### EXERCISE INSTRUCTIONS:
Show each line of the items below that contains the word "brick", copied in full.

### Point annotation records:

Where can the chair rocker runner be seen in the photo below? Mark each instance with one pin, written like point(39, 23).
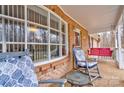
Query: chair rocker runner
point(17, 70)
point(90, 67)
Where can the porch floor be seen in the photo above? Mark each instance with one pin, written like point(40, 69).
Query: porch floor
point(111, 76)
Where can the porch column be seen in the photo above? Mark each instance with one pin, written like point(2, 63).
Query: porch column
point(120, 59)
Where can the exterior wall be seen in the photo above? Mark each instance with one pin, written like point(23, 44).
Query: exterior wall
point(60, 68)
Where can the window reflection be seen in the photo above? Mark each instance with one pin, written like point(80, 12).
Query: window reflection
point(39, 52)
point(14, 31)
point(0, 29)
point(37, 34)
point(35, 16)
point(0, 9)
point(63, 50)
point(15, 47)
point(63, 39)
point(54, 51)
point(0, 48)
point(63, 27)
point(54, 22)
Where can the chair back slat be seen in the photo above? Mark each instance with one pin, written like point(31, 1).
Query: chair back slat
point(79, 55)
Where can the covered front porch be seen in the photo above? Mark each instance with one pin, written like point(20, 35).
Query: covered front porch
point(51, 32)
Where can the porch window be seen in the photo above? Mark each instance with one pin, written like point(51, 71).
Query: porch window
point(38, 29)
point(77, 39)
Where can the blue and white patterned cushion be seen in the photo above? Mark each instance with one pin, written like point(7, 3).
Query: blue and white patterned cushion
point(80, 55)
point(17, 72)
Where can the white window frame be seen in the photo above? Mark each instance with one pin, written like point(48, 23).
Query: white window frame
point(48, 27)
point(77, 31)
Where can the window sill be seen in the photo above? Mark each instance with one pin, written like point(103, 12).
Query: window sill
point(51, 61)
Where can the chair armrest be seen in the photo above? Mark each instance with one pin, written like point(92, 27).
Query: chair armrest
point(61, 82)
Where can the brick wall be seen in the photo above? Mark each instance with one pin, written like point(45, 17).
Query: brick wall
point(60, 68)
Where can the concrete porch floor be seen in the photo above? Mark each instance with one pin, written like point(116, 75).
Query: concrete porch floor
point(111, 76)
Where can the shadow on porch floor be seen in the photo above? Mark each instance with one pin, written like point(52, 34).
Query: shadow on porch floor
point(111, 76)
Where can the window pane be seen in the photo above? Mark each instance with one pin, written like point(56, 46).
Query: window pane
point(39, 52)
point(0, 29)
point(37, 34)
point(0, 48)
point(63, 50)
point(10, 10)
point(14, 31)
point(54, 22)
point(122, 37)
point(77, 39)
point(63, 28)
point(15, 47)
point(5, 9)
point(63, 39)
point(54, 37)
point(37, 15)
point(54, 51)
point(0, 9)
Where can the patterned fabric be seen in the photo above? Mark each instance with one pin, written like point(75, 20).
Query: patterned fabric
point(80, 55)
point(17, 72)
point(88, 64)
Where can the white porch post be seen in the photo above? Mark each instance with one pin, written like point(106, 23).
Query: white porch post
point(120, 59)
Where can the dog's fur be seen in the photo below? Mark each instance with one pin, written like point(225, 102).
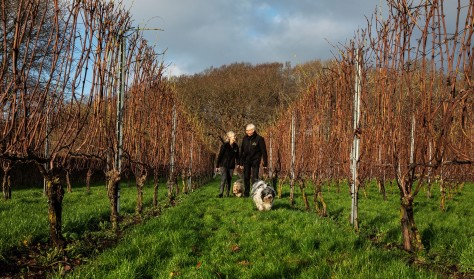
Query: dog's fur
point(263, 195)
point(238, 188)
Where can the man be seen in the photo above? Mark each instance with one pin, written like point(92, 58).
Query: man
point(253, 149)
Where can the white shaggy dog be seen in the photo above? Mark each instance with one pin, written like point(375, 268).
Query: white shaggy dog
point(263, 195)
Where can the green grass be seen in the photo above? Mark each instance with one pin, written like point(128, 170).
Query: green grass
point(207, 237)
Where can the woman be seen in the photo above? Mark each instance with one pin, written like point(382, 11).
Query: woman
point(228, 155)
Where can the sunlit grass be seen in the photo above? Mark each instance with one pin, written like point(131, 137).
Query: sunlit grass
point(209, 237)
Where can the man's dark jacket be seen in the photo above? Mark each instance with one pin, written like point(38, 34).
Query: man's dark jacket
point(253, 149)
point(228, 155)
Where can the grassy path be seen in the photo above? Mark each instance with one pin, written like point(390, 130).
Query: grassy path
point(209, 237)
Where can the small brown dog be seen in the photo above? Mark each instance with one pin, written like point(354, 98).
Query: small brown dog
point(238, 188)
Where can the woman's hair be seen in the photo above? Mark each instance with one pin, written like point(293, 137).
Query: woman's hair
point(228, 135)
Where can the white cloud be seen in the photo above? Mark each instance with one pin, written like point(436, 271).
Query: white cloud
point(205, 33)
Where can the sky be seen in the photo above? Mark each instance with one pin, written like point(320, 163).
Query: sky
point(199, 34)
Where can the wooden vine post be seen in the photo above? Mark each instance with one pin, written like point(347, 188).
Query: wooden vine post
point(355, 146)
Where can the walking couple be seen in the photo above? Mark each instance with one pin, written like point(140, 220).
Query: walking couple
point(252, 151)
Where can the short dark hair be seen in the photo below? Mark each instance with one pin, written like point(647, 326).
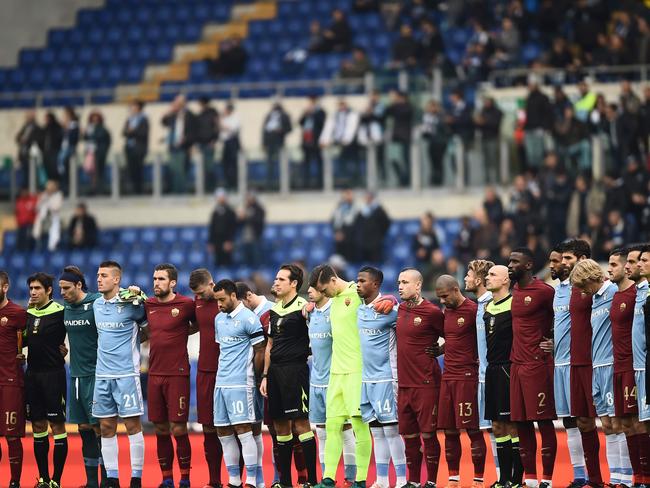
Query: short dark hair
point(172, 272)
point(375, 273)
point(578, 247)
point(44, 279)
point(321, 274)
point(295, 274)
point(228, 286)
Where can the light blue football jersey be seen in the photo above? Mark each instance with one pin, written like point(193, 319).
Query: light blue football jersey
point(378, 343)
point(320, 340)
point(237, 332)
point(602, 349)
point(638, 327)
point(562, 324)
point(118, 342)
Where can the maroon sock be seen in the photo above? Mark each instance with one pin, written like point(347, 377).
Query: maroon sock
point(452, 452)
point(213, 456)
point(432, 456)
point(479, 451)
point(165, 450)
point(549, 447)
point(413, 458)
point(591, 446)
point(528, 449)
point(15, 445)
point(184, 455)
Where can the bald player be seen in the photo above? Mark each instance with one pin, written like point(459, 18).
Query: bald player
point(419, 326)
point(458, 403)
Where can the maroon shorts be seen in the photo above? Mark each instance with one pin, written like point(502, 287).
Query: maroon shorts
point(582, 401)
point(458, 404)
point(168, 398)
point(531, 392)
point(12, 411)
point(417, 409)
point(205, 381)
point(625, 401)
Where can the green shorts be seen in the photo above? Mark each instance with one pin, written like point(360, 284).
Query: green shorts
point(344, 395)
point(80, 400)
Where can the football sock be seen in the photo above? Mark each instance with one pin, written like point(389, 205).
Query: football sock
point(349, 454)
point(576, 453)
point(90, 454)
point(41, 450)
point(136, 450)
point(110, 454)
point(549, 448)
point(396, 446)
point(413, 458)
point(308, 443)
point(591, 446)
point(184, 455)
point(213, 456)
point(165, 451)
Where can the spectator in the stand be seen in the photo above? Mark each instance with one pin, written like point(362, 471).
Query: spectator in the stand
point(229, 133)
point(275, 128)
point(25, 216)
point(207, 135)
point(47, 226)
point(312, 122)
point(71, 133)
point(373, 224)
point(343, 226)
point(82, 231)
point(222, 229)
point(405, 49)
point(136, 133)
point(338, 36)
point(98, 143)
point(251, 221)
point(357, 66)
point(488, 123)
point(181, 125)
point(28, 136)
point(400, 112)
point(341, 131)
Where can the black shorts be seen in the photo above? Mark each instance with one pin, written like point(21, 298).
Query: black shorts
point(497, 392)
point(45, 394)
point(288, 391)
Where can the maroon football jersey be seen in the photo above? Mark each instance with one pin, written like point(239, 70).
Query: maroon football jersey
point(12, 321)
point(418, 327)
point(532, 321)
point(169, 325)
point(461, 349)
point(621, 314)
point(580, 311)
point(206, 311)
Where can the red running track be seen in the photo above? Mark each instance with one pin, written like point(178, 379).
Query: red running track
point(74, 475)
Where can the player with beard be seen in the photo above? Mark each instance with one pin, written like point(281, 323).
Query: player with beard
point(171, 320)
point(457, 406)
point(206, 308)
point(531, 373)
point(13, 320)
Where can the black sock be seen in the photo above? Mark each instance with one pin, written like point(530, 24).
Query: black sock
point(285, 451)
point(504, 455)
point(60, 454)
point(308, 443)
point(41, 450)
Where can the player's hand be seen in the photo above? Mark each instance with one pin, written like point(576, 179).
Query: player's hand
point(384, 304)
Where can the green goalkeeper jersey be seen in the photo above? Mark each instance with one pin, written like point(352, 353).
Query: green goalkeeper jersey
point(346, 346)
point(79, 321)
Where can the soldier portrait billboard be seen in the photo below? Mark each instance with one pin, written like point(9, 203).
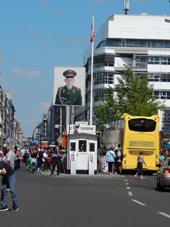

### TASK ANSWER:
Where can the brick wall be seen in the photo above? Mark each instance with one pin, written like point(45, 17).
Query: brick wall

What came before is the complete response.